═════ AVAILABLE RECORDS

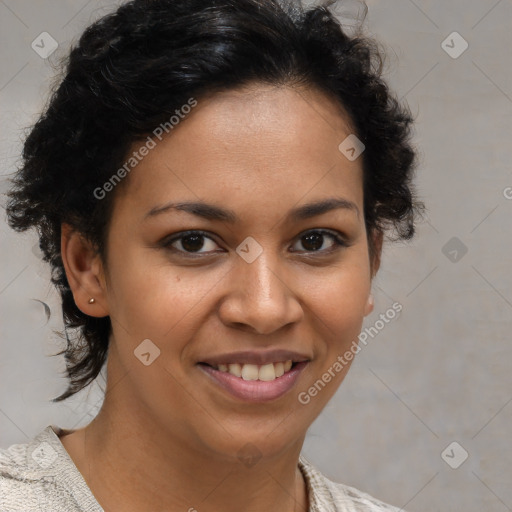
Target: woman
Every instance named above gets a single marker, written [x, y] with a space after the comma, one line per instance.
[211, 183]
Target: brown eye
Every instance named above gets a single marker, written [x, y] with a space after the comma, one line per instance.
[313, 241]
[191, 242]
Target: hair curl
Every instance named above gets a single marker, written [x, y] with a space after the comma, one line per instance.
[132, 68]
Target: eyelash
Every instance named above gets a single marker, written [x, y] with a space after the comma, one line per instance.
[339, 242]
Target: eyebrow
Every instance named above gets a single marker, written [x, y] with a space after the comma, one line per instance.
[212, 212]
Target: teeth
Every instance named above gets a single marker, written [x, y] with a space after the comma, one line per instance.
[264, 372]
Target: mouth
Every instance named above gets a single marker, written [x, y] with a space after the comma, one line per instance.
[254, 383]
[246, 371]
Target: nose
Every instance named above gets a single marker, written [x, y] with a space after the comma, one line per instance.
[261, 296]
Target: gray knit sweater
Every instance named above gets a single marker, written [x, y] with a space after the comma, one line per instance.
[40, 476]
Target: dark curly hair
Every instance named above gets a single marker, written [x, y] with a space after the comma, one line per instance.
[133, 68]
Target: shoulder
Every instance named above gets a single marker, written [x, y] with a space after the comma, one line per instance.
[33, 476]
[328, 496]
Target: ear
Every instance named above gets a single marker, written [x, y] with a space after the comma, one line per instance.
[84, 271]
[374, 266]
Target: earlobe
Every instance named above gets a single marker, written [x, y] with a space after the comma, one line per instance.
[369, 305]
[84, 272]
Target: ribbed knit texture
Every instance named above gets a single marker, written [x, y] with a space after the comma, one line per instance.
[40, 476]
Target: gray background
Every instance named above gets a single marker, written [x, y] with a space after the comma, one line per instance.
[440, 371]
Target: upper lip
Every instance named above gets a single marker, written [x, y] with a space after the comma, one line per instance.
[256, 357]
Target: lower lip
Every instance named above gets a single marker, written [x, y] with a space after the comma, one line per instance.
[255, 390]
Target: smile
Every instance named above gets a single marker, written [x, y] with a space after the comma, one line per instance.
[255, 383]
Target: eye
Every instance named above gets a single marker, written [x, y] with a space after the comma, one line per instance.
[314, 241]
[192, 242]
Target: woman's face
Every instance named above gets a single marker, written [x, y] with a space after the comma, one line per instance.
[263, 281]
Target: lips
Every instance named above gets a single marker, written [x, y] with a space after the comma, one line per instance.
[259, 358]
[255, 376]
[253, 390]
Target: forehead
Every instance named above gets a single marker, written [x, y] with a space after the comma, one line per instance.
[259, 145]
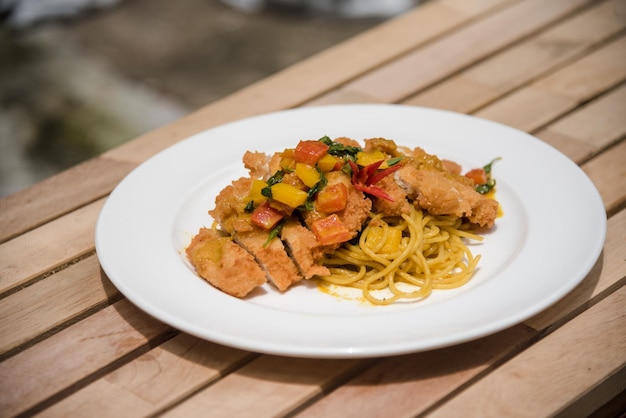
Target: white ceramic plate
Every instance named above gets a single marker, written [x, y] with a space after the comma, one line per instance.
[550, 236]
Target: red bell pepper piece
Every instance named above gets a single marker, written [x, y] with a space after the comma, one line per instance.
[331, 230]
[309, 152]
[365, 178]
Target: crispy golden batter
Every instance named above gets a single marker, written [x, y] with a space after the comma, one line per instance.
[440, 195]
[224, 264]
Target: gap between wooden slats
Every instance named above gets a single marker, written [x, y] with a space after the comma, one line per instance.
[585, 77]
[591, 128]
[37, 311]
[170, 372]
[558, 46]
[606, 275]
[48, 247]
[85, 350]
[466, 46]
[387, 388]
[542, 102]
[62, 193]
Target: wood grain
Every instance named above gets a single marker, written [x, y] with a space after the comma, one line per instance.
[570, 362]
[406, 386]
[540, 103]
[608, 174]
[590, 128]
[443, 57]
[150, 383]
[608, 273]
[48, 246]
[534, 57]
[52, 302]
[267, 387]
[66, 358]
[58, 195]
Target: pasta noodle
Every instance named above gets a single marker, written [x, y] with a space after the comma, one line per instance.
[404, 257]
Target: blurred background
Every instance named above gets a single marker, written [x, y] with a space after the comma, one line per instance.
[78, 77]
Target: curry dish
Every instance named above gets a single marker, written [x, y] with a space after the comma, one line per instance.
[377, 216]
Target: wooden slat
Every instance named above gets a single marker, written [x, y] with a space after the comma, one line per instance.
[534, 106]
[47, 247]
[267, 387]
[487, 80]
[153, 381]
[64, 359]
[572, 361]
[322, 72]
[608, 273]
[405, 386]
[416, 71]
[53, 197]
[586, 130]
[52, 302]
[607, 173]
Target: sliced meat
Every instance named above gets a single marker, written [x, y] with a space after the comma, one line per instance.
[257, 164]
[399, 206]
[304, 248]
[229, 211]
[440, 195]
[224, 264]
[271, 256]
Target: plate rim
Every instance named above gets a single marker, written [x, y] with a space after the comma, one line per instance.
[365, 350]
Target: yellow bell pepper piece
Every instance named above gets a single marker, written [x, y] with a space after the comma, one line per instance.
[288, 194]
[327, 163]
[255, 192]
[309, 175]
[390, 245]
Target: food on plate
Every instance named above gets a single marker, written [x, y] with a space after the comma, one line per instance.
[390, 220]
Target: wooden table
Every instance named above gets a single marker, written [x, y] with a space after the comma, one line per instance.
[72, 345]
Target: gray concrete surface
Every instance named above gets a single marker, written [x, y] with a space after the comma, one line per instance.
[73, 87]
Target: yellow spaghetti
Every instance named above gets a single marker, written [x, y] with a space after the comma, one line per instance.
[404, 257]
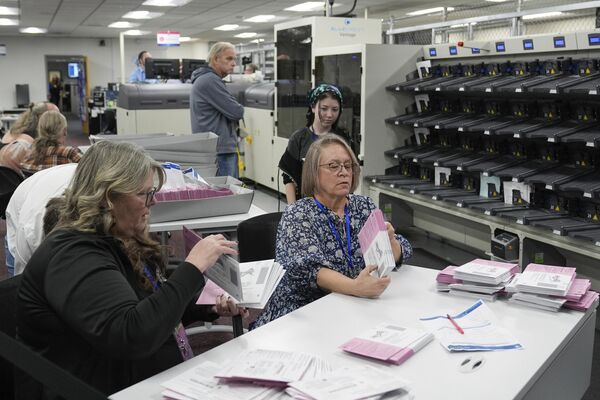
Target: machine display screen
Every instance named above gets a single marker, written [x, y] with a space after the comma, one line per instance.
[594, 39]
[559, 41]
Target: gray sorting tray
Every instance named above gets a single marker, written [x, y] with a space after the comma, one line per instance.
[177, 210]
[205, 142]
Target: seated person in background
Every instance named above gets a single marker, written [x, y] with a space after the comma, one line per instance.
[317, 239]
[324, 112]
[16, 143]
[139, 73]
[26, 209]
[252, 74]
[49, 149]
[93, 298]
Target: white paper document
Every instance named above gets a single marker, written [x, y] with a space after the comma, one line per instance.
[474, 329]
[351, 384]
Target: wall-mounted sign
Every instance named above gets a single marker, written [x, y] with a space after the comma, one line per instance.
[167, 38]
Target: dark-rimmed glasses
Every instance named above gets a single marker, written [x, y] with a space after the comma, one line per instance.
[335, 167]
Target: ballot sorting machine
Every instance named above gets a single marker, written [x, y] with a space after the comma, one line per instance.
[503, 136]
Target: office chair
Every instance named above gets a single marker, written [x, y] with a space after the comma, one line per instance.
[9, 180]
[16, 355]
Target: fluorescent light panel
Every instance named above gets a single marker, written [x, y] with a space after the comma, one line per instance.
[308, 6]
[227, 27]
[33, 30]
[543, 15]
[245, 35]
[9, 11]
[123, 24]
[429, 11]
[260, 18]
[141, 15]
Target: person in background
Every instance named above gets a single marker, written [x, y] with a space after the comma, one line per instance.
[139, 73]
[252, 74]
[214, 109]
[49, 149]
[317, 239]
[25, 212]
[93, 298]
[324, 112]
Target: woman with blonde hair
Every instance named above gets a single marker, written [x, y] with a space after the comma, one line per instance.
[49, 149]
[94, 298]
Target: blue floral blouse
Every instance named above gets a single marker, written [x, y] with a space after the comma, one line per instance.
[305, 243]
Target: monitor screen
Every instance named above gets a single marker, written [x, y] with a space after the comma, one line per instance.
[559, 41]
[189, 65]
[527, 44]
[594, 39]
[162, 68]
[73, 70]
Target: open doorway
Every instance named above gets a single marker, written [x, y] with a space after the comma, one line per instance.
[67, 87]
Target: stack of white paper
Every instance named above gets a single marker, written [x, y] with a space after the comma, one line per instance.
[375, 244]
[473, 329]
[352, 384]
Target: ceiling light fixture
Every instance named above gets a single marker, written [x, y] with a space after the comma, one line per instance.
[141, 15]
[260, 18]
[246, 35]
[543, 15]
[429, 11]
[123, 24]
[227, 27]
[33, 30]
[308, 6]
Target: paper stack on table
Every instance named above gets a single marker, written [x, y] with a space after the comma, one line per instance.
[473, 329]
[375, 244]
[389, 343]
[551, 288]
[478, 279]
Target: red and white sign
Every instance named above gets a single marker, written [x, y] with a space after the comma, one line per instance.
[167, 38]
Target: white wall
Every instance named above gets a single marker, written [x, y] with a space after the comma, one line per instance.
[24, 61]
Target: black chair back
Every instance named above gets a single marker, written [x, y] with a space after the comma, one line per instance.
[256, 237]
[9, 180]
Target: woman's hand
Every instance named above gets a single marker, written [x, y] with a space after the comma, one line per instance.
[396, 246]
[226, 307]
[369, 286]
[206, 252]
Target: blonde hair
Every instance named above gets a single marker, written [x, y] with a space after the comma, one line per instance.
[52, 124]
[310, 170]
[216, 50]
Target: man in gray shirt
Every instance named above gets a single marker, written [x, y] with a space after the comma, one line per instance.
[214, 109]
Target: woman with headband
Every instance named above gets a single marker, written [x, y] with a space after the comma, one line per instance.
[324, 111]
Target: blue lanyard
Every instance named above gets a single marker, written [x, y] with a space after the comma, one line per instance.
[337, 234]
[151, 278]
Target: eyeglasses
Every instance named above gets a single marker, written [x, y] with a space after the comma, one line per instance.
[336, 167]
[149, 196]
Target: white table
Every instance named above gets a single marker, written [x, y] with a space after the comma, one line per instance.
[555, 363]
[222, 223]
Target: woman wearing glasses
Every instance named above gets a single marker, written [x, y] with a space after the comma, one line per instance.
[317, 238]
[93, 298]
[324, 112]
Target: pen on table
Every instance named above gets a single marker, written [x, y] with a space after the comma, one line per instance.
[458, 328]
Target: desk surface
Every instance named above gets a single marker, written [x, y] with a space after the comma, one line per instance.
[322, 326]
[223, 222]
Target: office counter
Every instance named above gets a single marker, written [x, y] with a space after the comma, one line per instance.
[554, 364]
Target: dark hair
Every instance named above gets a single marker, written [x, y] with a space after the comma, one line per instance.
[319, 93]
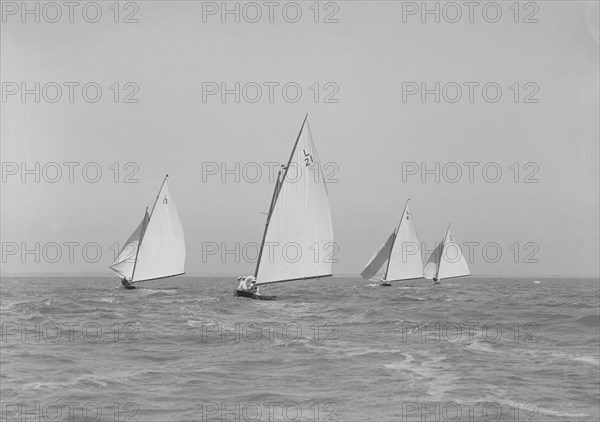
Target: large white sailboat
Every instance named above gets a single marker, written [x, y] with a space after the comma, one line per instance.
[402, 253]
[156, 249]
[446, 261]
[299, 219]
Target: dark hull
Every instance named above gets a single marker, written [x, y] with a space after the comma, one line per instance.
[127, 285]
[242, 293]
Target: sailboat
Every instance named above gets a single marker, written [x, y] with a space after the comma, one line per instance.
[446, 261]
[156, 248]
[298, 226]
[402, 253]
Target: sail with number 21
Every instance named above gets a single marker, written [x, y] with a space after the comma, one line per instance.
[299, 219]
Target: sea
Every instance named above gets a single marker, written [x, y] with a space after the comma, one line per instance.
[337, 349]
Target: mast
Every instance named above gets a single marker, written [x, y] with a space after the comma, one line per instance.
[140, 242]
[276, 195]
[262, 244]
[396, 232]
[144, 227]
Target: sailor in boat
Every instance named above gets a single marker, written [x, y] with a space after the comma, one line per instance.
[252, 287]
[242, 286]
[126, 283]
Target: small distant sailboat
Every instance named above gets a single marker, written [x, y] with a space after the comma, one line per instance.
[299, 216]
[156, 249]
[402, 253]
[446, 261]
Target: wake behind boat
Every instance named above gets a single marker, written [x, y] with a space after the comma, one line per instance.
[402, 253]
[299, 215]
[156, 249]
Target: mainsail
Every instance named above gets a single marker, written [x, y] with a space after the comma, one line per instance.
[447, 260]
[160, 244]
[299, 231]
[379, 258]
[405, 256]
[453, 262]
[433, 263]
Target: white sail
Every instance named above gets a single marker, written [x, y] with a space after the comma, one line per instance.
[378, 259]
[298, 241]
[433, 263]
[452, 262]
[162, 249]
[405, 258]
[123, 265]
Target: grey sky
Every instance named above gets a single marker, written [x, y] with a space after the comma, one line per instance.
[368, 134]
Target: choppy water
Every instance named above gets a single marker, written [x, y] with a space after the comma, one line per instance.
[338, 349]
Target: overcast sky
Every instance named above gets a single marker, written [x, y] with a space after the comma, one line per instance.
[375, 140]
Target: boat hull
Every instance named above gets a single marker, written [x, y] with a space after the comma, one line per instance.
[242, 293]
[127, 285]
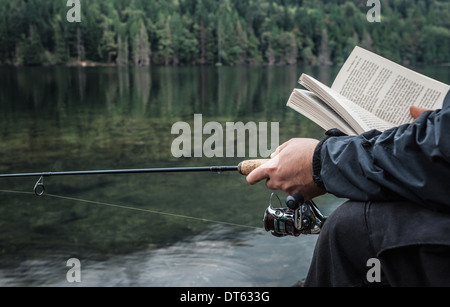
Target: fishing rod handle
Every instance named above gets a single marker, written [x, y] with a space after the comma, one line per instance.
[246, 167]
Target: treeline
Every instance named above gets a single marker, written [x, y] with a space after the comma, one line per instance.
[220, 32]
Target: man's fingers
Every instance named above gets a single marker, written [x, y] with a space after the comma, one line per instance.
[261, 172]
[278, 150]
[416, 111]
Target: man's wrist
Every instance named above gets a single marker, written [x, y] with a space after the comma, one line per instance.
[317, 157]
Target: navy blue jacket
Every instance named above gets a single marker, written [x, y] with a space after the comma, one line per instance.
[409, 162]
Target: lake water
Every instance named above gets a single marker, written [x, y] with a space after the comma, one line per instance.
[178, 229]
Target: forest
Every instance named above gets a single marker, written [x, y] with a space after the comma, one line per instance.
[220, 32]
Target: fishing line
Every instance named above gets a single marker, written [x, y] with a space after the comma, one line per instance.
[130, 208]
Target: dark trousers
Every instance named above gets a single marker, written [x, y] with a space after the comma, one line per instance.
[382, 244]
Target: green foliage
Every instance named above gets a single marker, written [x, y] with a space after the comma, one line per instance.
[226, 32]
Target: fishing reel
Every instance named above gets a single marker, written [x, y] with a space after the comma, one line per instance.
[299, 217]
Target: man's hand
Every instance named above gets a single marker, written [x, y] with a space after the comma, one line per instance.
[290, 169]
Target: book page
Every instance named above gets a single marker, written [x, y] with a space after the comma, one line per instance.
[311, 106]
[385, 88]
[357, 117]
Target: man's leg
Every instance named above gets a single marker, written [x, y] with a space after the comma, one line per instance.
[410, 241]
[342, 249]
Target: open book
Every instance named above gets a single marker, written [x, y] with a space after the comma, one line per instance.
[369, 92]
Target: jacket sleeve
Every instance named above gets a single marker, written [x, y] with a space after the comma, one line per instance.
[407, 162]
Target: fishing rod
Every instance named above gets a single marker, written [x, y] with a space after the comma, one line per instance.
[298, 217]
[244, 168]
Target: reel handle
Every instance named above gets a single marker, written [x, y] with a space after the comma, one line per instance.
[248, 166]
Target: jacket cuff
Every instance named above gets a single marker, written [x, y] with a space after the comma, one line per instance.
[317, 159]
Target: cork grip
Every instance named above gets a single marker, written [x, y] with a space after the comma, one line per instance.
[246, 167]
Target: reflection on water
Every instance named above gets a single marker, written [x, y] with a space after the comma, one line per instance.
[213, 258]
[63, 119]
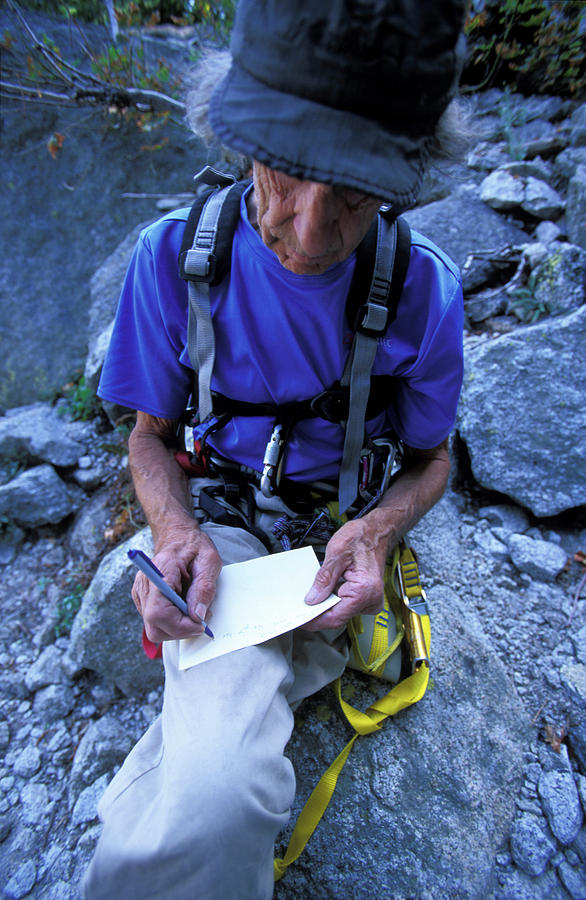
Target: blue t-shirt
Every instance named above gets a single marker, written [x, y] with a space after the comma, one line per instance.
[282, 337]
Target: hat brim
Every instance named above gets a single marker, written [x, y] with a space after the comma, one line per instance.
[314, 142]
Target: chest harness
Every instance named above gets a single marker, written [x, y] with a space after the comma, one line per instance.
[376, 641]
[381, 266]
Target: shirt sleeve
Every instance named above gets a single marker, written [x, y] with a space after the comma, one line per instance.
[143, 368]
[427, 389]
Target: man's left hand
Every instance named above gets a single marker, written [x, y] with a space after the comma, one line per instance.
[353, 569]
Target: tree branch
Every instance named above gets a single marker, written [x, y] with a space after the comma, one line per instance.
[68, 85]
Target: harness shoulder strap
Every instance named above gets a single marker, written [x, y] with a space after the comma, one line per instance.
[391, 260]
[204, 259]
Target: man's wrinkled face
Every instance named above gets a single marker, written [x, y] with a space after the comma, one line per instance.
[308, 225]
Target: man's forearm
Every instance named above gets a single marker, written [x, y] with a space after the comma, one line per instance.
[413, 494]
[161, 486]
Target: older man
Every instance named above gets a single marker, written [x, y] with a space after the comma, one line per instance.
[338, 104]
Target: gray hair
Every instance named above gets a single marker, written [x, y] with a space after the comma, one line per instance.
[451, 139]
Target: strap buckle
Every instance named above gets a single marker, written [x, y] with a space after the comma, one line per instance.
[271, 473]
[199, 265]
[373, 316]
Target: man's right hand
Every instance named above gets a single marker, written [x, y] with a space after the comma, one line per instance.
[185, 555]
[191, 569]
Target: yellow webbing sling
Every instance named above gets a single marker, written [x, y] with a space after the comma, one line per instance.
[401, 695]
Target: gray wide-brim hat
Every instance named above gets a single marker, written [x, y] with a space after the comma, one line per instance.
[341, 92]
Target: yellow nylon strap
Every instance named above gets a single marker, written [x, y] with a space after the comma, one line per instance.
[311, 814]
[399, 697]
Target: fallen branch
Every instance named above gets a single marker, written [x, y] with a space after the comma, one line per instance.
[67, 85]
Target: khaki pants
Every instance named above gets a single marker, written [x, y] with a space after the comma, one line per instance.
[196, 807]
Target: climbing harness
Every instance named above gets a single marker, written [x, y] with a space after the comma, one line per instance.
[382, 262]
[394, 644]
[378, 653]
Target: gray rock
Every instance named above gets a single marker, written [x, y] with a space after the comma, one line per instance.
[576, 207]
[581, 785]
[536, 138]
[85, 809]
[487, 156]
[568, 160]
[28, 762]
[541, 200]
[54, 702]
[502, 190]
[106, 633]
[434, 765]
[491, 545]
[531, 845]
[461, 225]
[37, 497]
[47, 669]
[535, 168]
[541, 559]
[86, 537]
[104, 745]
[547, 232]
[574, 880]
[105, 286]
[22, 882]
[11, 539]
[35, 803]
[4, 735]
[511, 518]
[511, 443]
[579, 844]
[573, 677]
[559, 279]
[38, 433]
[580, 644]
[482, 306]
[516, 885]
[561, 804]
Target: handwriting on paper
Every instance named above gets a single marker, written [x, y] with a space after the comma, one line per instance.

══════════

### WHAT THE EXERCISE ASKS
From the line containing "Target: khaki pants" to the last line of the material, please quote every line exactly and only those.

### CORRECT RESPONSE
Target: khaki pants
Every instance named above gets a single marker, written [x, y] with a space after the comma, one line per instance.
[196, 807]
Target: climbing harness
Every instance named above gets a single marker, written [x, y] with a space after the comma, one line per instance.
[382, 262]
[394, 644]
[378, 653]
Target: gray rock
Every instance named above gets a single marker, written [x, y] with a space after the comma, one line per instance.
[576, 207]
[581, 785]
[536, 138]
[85, 809]
[487, 156]
[568, 160]
[28, 762]
[541, 200]
[54, 702]
[502, 190]
[106, 633]
[434, 765]
[491, 545]
[531, 845]
[461, 225]
[37, 497]
[47, 669]
[535, 168]
[541, 559]
[86, 537]
[104, 745]
[547, 232]
[574, 880]
[105, 286]
[22, 882]
[11, 539]
[35, 803]
[4, 735]
[511, 518]
[511, 443]
[579, 844]
[573, 677]
[559, 279]
[38, 433]
[580, 644]
[482, 306]
[516, 885]
[561, 804]
Target: handwriting on paper
Every instance named above gets a single marker, written [x, y] with a space after the comma, one line per instance.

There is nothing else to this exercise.